=== DOCUMENT SOURCE ===
Henri Calet livrait ses informations avec parcimonie, beaucoup d’humilité, et ce ton de professionnel déniaisé depuis lurette, toujours poli, sans brutalité, quoi qu’il pense de l’humanité. Il était « mordant sans méchanceté », nous rappelle-t-on, et c’est le charme de sa littérature teintée de l’« humour gris » dont il est l’inventeur. Devançant la traduction de Musil, le futur sociologue Edgar Morin évoqua à son propos « l’homme quelconque d’aujourd’hui » dans le journal Le Patriote résistant (circa 1948). Le mot tombe juste, sachant que Calet se nommait en vérité Raymond Barthelmess, patronyme étonnement proche de celui de Bartleby. Mais il est Bartleby plus bavard, enjoué parfois, en particulier lorsqu’il évoque son expérience de directeur d’usine : « Ah ! La porcelaine électro-céramique, c’est bien intéressant… et bien mystérieux. » C’est, au fond, comme ces vies d’écrivains laborieux et perclus de doutes… Par bonheur, le cas de Calet s’éclaire un peu plus aujourd’hui, et c’est bien grâce à ce passionnant ouvrage.
===
→ EXERCICE COURT 1
Réécrivez sous forme de liste à puces le paragraphe du texte sur Henri Calet qui commence par « Henri Calet livrait ses informations », en conservant ses faits principaux.
→ EXERCICE COURT 2
Relevez toutes les citations placées entre guillemets dans le texte sur Henri Calet.
→ EXERCICE COURT 3
D'après le texte sur Henri Calet, quel était le véritable nom de cet écrivain ?
=== DONNÉES AFFICHÉES ===
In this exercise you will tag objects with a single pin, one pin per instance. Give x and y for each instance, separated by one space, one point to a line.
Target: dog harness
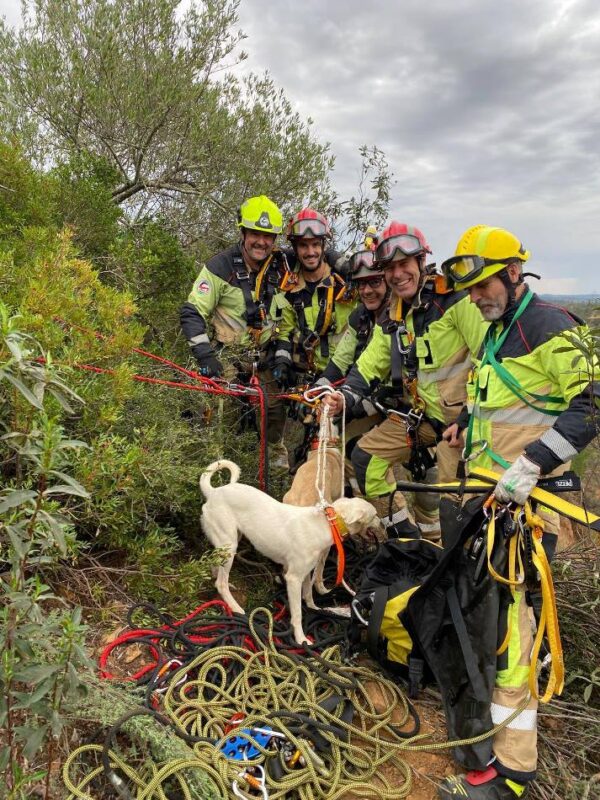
===
→ RÉPONSE DÉTAILLÉE 1
- Henri Calet donnait ses informations avec parcimonie et beaucoup d'humilité, d'un ton toujours poli et sans brutalité.
- Il était « mordant sans méchanceté ». Sa littérature est teintée de l'« humour gris », dont il est l'inventeur.
- Vers 1948, dans le journal Le Patriote résistant, Edgar Morin a évoqué à son propos « l'homme quelconque d'aujourd'hui ». Il le faisait avant la traduction de Musil.
- Son vrai nom était Raymond Barthelmess, un patronyme proche de celui de Bartleby.
- Il est cependant plus bavard que Bartleby, et parfois enjoué, surtout quand il parle de son expérience de directeur d'usine.
- Grâce à l'ouvrage présenté, son cas s'éclaire un peu plus aujourd'hui.

→ RÉPONSE DÉTAILLÉE 2
- « mordant sans méchanceté »
- « humour gris »
- « l'homme quelconque d'aujourd'hui »
- « Ah ! La porcelaine électro-céramique, c'est bien intéressant… et bien mystérieux. »

→ RÉPONSE DÉTAILLÉE 3
Raymond Barthelmess.